Copy out all of the material below again, switching every "Tag" to "Mark" and leaving everything else unchanged.

■ Records provided:
* Begin *
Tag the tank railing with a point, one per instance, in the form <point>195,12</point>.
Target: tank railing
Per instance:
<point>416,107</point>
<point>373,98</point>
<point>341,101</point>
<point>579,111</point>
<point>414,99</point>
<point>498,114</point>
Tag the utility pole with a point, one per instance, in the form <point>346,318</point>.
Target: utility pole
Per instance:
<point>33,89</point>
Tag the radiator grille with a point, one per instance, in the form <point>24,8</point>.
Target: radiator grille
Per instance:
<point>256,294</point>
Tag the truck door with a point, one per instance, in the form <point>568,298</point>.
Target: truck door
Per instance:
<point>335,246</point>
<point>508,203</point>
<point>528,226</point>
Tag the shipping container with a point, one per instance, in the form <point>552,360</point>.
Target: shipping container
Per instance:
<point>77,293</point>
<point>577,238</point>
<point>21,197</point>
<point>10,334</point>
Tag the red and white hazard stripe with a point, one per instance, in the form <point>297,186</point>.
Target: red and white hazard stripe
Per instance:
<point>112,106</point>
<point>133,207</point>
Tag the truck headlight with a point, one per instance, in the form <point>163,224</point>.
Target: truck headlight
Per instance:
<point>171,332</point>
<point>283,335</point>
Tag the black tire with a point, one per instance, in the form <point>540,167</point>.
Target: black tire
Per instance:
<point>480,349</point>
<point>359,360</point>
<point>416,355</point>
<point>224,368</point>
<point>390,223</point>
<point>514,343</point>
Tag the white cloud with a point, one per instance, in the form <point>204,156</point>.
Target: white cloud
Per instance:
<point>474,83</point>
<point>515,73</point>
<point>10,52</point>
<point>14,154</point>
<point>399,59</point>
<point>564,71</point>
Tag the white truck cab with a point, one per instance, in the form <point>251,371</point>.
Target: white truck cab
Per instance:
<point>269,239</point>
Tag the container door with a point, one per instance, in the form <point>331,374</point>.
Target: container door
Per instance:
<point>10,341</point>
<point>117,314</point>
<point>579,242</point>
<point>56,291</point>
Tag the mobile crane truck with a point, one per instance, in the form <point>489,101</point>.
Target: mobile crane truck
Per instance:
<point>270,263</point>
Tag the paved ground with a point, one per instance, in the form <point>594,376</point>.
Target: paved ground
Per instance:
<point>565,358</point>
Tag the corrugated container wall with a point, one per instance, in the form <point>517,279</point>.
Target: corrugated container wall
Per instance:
* End *
■ Task answer:
Mark the tank railing with a point, one per instance, in the form <point>195,12</point>.
Target: tank railing
Per instance:
<point>416,107</point>
<point>373,98</point>
<point>341,101</point>
<point>579,111</point>
<point>414,99</point>
<point>498,114</point>
Mark the utility pole with a point, one per instance, in the form <point>346,318</point>.
Target: utility pole
Per instance:
<point>33,89</point>
Mark the radiator grille with a point, one per instance, in the form <point>24,8</point>.
Target: radiator grille
Per instance:
<point>256,294</point>
Mark the truck door with a point, one per instance, in the form <point>568,298</point>.
Target: truck door
Per instance:
<point>335,246</point>
<point>508,203</point>
<point>528,226</point>
Mark the shipping container with a point, one per instance, in the form <point>552,360</point>.
Target: shipping container
Per instance:
<point>77,293</point>
<point>577,238</point>
<point>21,197</point>
<point>10,334</point>
Mark the red and white hazard stripe with a point, one per instance, in the form <point>297,186</point>.
Target: red and white hazard stripe
Per instance:
<point>112,106</point>
<point>133,207</point>
Mark the truck headlight with a point, one per instance, in the form <point>163,224</point>.
Target: truck headlight
Per instance:
<point>171,332</point>
<point>283,335</point>
Mark the black tire with a point, one per instance, in the form <point>540,167</point>.
Target: black tire
Per instance:
<point>480,349</point>
<point>359,360</point>
<point>416,355</point>
<point>224,368</point>
<point>390,223</point>
<point>514,343</point>
Mark the white cloud with a point, one per instance, in the form <point>204,156</point>.
Target: white cloud
Per instance:
<point>474,83</point>
<point>515,73</point>
<point>10,52</point>
<point>14,154</point>
<point>399,59</point>
<point>564,71</point>
Mark the white truck cab with a point, one per instance, in the form <point>251,371</point>.
Target: white truck cab
Per instance:
<point>269,239</point>
Mark the container door with a point, one per instance, in the form <point>331,374</point>.
Target: container door
Per instance:
<point>10,341</point>
<point>117,314</point>
<point>579,242</point>
<point>56,291</point>
Mark the mobile crane truck with a point, one per instance, in the form <point>489,101</point>.
Target: mobile crane truck
Per instance:
<point>270,263</point>
Mark the paved ground with a point, one per instance, in the form <point>594,376</point>.
Target: paved ground
Per instance:
<point>565,358</point>
Mark the corrugated container wall with a point, one per instance, in the form <point>517,279</point>.
Target: corrugated container wall
Per instance:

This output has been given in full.